═════ TASK INPUTS ═════
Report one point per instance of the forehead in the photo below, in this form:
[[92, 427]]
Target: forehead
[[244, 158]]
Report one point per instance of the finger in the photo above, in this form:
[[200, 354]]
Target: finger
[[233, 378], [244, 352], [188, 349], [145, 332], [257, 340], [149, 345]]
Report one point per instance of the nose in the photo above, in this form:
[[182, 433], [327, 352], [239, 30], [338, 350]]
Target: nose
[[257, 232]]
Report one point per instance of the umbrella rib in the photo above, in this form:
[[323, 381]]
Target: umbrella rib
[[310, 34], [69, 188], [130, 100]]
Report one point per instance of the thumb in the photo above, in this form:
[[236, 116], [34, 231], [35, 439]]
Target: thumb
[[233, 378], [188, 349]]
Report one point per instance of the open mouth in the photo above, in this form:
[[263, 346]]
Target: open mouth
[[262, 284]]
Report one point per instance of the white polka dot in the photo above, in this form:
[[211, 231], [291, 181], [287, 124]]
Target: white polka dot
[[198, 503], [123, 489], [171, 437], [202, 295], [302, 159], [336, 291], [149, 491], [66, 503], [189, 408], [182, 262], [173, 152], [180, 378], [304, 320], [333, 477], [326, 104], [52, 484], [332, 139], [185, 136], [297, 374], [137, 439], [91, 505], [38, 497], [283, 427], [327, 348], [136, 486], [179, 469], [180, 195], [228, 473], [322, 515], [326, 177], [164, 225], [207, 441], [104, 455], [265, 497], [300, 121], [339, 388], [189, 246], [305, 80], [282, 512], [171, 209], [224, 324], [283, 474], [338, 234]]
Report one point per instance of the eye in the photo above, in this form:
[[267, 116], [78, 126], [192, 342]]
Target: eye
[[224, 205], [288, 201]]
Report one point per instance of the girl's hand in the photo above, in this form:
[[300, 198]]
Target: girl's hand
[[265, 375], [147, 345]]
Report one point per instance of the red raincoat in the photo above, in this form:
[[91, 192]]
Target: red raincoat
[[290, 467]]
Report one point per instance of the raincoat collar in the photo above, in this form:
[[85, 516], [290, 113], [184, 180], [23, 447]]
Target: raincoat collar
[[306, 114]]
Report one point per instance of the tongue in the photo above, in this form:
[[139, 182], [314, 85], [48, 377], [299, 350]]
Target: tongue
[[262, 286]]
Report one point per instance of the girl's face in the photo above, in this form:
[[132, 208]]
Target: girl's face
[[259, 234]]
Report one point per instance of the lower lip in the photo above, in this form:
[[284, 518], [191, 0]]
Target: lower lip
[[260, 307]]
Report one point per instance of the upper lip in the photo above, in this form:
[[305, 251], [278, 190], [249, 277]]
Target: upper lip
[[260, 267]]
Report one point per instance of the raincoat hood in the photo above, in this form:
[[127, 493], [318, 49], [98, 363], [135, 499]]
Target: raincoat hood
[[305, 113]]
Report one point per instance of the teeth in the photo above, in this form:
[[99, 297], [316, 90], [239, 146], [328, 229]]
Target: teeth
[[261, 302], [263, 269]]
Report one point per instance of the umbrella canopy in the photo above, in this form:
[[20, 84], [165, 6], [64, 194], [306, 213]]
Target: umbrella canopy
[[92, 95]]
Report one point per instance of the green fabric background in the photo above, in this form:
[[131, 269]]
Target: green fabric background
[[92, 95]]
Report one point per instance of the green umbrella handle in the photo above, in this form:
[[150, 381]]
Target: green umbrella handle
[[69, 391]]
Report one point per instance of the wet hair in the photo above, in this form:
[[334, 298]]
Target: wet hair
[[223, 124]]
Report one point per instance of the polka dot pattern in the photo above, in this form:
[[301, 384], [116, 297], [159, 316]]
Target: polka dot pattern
═════
• TASK INSTRUCTIONS:
Where the word "pattern" shows up in a line of the entries above, copy that line.

• EXPECTED OUTPUT:
Report one point per instance of the polka dot pattern in the photo above, in this form:
Target: polka dot pattern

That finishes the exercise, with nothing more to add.